MATERIAL PROVIDED:

★ ★ ★ ★ ★

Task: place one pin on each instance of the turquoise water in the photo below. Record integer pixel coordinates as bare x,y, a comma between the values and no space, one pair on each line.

★ ★ ★ ★ ★

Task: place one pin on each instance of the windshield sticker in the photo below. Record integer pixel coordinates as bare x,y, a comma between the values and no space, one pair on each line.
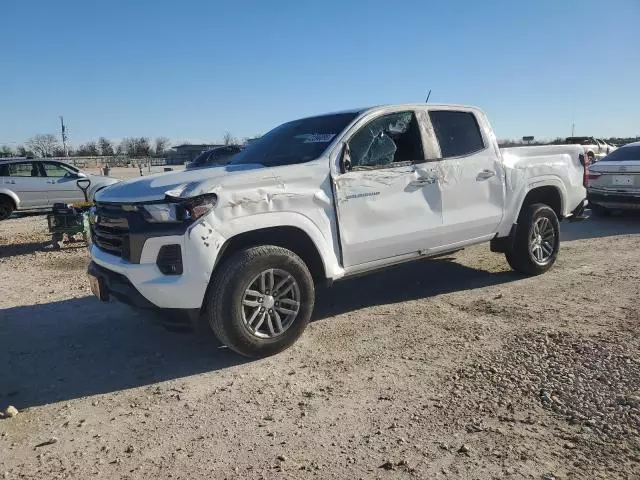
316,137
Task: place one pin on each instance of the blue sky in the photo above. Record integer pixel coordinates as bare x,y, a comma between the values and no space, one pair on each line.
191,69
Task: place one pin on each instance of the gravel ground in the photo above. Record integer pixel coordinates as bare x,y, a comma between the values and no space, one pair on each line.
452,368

★ ★ ★ ★ ★

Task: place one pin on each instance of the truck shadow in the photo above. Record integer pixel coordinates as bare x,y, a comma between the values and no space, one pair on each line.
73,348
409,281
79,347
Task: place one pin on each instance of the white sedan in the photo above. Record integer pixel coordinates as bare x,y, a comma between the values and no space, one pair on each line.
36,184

★ ★ ★ ★ ★

SHORT EXERCISE:
Count the lines in the records above that contain the string "below", treating uppercase and lowercase as different. Reply with the number alone.

FULL OUTPUT:
2